The Right Interpretation ✅:
Selection Bias Mechanism:
1. Customer says "yes" → Stop calling (exits pool)
2. Customer says "no" → Keep calling
3. After 10+ calls → Pool enriched with persistent "no" customers
It's not that calling harms conversion,
it's that customers remaining after many calls are unlikely to convert.
Business Implication:
Stop after 2-3 attempts because:
✓ Remaining customers unlikely to convert (selection bias)
✓ Diminishing returns (4.2% vs 7.8% baseline)
✓ Resource waste (time better spent on fresh leads)
NOT because calling harms the relationship!
The Finding:
Balance Range Success Rate Sample Size
< -€1,000 4.0% 100 customers
-€1,000 to €0 4.6% 3,200 customers
€0 to €200 6.5% 10,500 customers ← JUMP!
€200 to €500 5.3% 8,700 customers
€500 to €1,000 8.1% 5,100 customers
Why €0 Matters:
Negative balance = "In debt to the bank"
→ Psychological discomfort
→ Less likely to invest
Positive balance = "Solvent, money in bank"
→ Psychological safety
→ 40% higher conversion (4.6% → 6.5%)
Binning Decision:
DON'T merge €0-€200 with negative balance ranges
DO create separate bin to capture this psychological shift
The Problem:
"non_working" job category = 12.0% success rate (HIGHEST!)
But this mixes:
- Students: 19.4% success (young savers)
- Unemployed: 11.6% success (variable income)
- Retired: 9.3% success (pensions, stability)
These are VERY different customer profiles!
Why This Matters:
If we target all "non_working" equally:
→ Miss opportunity to prioritize students (19.4%!)
→ Waste resources on lower-converting retirees (9.3%)

● Source data
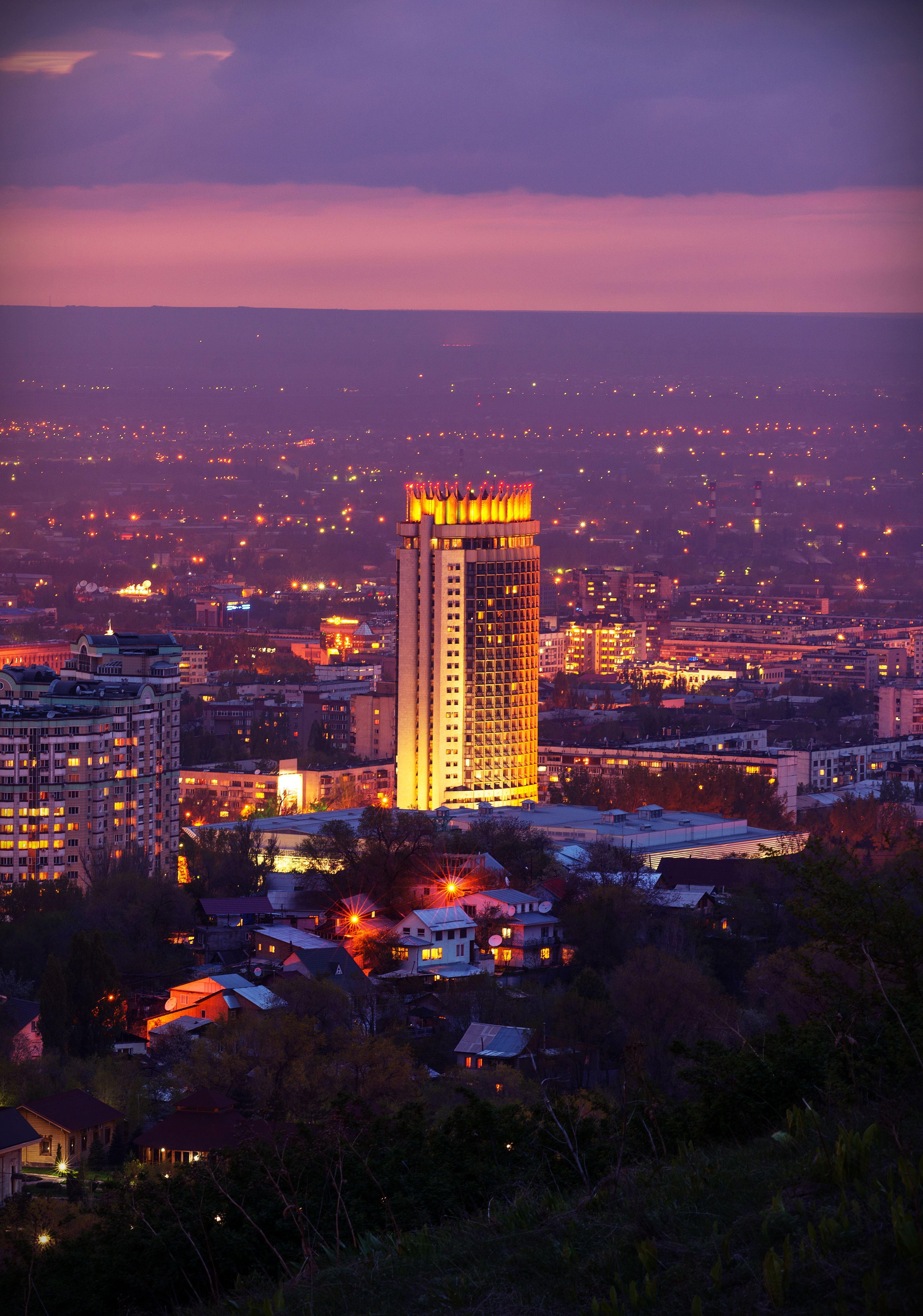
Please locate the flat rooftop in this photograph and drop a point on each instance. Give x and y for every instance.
(650, 833)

● Challenges
a – From the table in the analysis notes, list every balance range and its success rate.
b – In the analysis notes, after how many attempts should calling stop?

● Complete answers
a –
- < -€1,000: 4.0%
- -€1,000 to €0: 4.6%
- €0 to €200: 6.5%
- €200 to €500: 5.3%
- €500 to €1,000: 8.1%

b – After 2-3 attempts.